_SET TASK_
Retype every line of the records below word for word, and leave out the pictures.

** Begin **

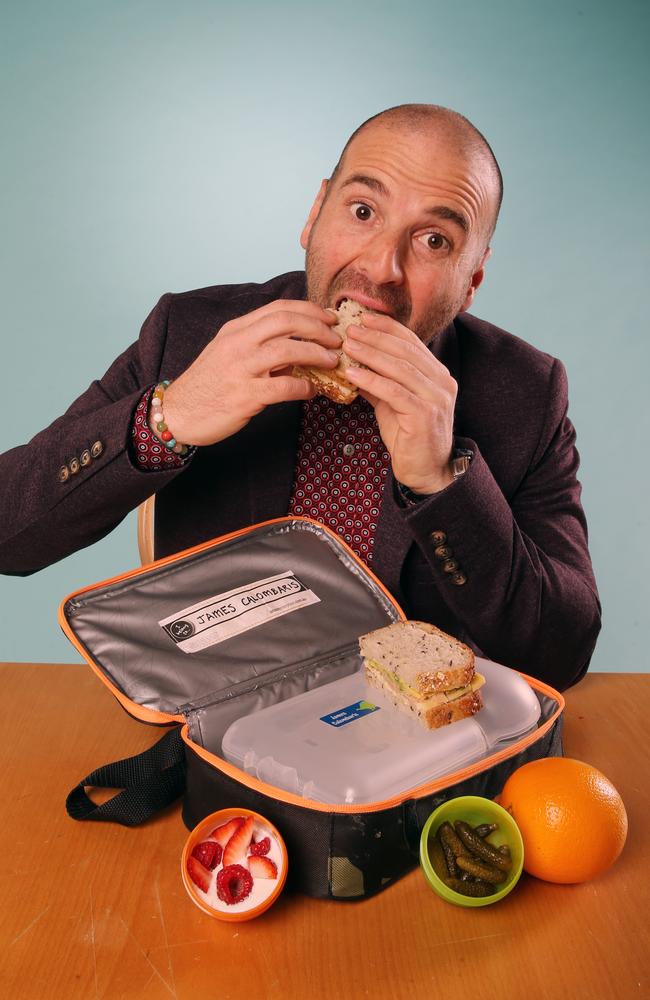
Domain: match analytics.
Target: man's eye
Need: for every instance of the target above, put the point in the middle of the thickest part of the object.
(361, 211)
(435, 241)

** End **

_RESPONSE TO THE TASK_
Domain: match analytics.
Target: man's eye
Need: for every instance of the target above, put the point in the middle of the thickest part of the object.
(361, 211)
(435, 241)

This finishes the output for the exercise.